Labeled point records:

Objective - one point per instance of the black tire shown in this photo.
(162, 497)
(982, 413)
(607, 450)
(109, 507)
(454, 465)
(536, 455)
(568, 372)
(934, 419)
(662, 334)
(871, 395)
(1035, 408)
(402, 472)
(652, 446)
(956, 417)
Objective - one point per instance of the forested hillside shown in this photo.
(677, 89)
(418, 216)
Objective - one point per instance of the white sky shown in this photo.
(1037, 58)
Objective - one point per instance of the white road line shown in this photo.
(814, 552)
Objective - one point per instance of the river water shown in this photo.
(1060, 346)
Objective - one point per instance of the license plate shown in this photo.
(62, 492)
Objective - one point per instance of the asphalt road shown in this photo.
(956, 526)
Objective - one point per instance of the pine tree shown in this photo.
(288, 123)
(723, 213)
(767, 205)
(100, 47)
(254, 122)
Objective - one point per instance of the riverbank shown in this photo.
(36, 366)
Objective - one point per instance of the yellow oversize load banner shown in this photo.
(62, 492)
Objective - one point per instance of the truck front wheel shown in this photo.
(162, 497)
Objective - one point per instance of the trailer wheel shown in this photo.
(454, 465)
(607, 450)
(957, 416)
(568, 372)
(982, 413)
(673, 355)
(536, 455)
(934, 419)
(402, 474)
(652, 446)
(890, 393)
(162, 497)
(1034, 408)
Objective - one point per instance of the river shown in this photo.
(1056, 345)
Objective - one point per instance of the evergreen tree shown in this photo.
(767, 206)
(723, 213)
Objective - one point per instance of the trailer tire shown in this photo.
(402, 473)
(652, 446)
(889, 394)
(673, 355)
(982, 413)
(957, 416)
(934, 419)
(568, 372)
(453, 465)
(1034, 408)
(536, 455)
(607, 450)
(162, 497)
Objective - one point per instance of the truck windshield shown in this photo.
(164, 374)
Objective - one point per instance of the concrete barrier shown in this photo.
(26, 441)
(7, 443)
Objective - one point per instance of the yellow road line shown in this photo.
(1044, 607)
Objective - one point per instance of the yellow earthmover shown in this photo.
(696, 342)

> [Work instructions] Can you render every line of the material above as a JSON list of strings, one string per line, with blank lines left out?

> [Finished task]
[
  "Objective - one point per instance of the black tire shown in this photo.",
  "(162, 497)",
  "(982, 413)",
  "(607, 450)",
  "(109, 507)",
  "(454, 465)",
  "(536, 455)",
  "(568, 372)",
  "(934, 419)",
  "(662, 334)",
  "(871, 395)",
  "(1035, 408)",
  "(402, 472)",
  "(652, 446)",
  "(956, 417)",
  "Objective - one point per instance of the forested hillside shown in this photo.",
  "(677, 89)",
  "(418, 216)",
  "Objective - one point per instance of the white sky shown in this photo.",
  "(1037, 58)",
  "Objective - one point per instance of the white road line shown in this photo.",
  "(814, 552)",
  "Objective - one point per instance of the river water shown in this photo.",
  "(1060, 346)",
  "Objective - one point per instance of the license plate shown in this photo.",
  "(62, 492)",
  "Objective - one point per instance of the asphalt road shown in this photo.",
  "(956, 526)",
  "Objective - one point per instance of the pine tree shown in this photo.",
  "(288, 123)",
  "(723, 213)",
  "(767, 205)",
  "(100, 47)",
  "(254, 122)",
  "Objective - one point per instance of the riverbank shown in this photo.",
  "(36, 366)",
  "Objective - one point per instance of the yellow oversize load banner shown in this photo.",
  "(62, 492)",
  "Objective - one point per instance of the truck front wheel shown in this photo.",
  "(162, 497)",
  "Objective - one point per instance of the trailer wheel shown in this photo.",
  "(454, 465)",
  "(607, 450)",
  "(957, 416)",
  "(568, 372)",
  "(982, 413)",
  "(673, 355)",
  "(536, 455)",
  "(934, 419)",
  "(402, 474)",
  "(652, 446)",
  "(890, 393)",
  "(162, 497)",
  "(1034, 408)",
  "Objective - one point per instance of the river shown in this photo.",
  "(1056, 345)",
  "Objective - one point per instance of the evergreen tree shown in this photo.",
  "(767, 206)",
  "(723, 213)",
  "Objective - one point per instance of the trailer tire shown in this photo.",
  "(402, 473)",
  "(652, 446)",
  "(889, 394)",
  "(673, 355)",
  "(982, 413)",
  "(957, 416)",
  "(934, 419)",
  "(568, 372)",
  "(453, 465)",
  "(1034, 408)",
  "(536, 455)",
  "(607, 450)",
  "(162, 497)",
  "Objective - one point per instance of the truck windshield shown in this photo.",
  "(164, 374)",
  "Objective - one point per instance of the concrete barrier shown in this photo.",
  "(26, 441)",
  "(7, 443)",
  "Objective - one point per instance of the yellow road line shown in this photo.",
  "(1044, 607)",
  "Objective - one point per instance of the yellow earthmover shown in this photo.",
  "(696, 342)"
]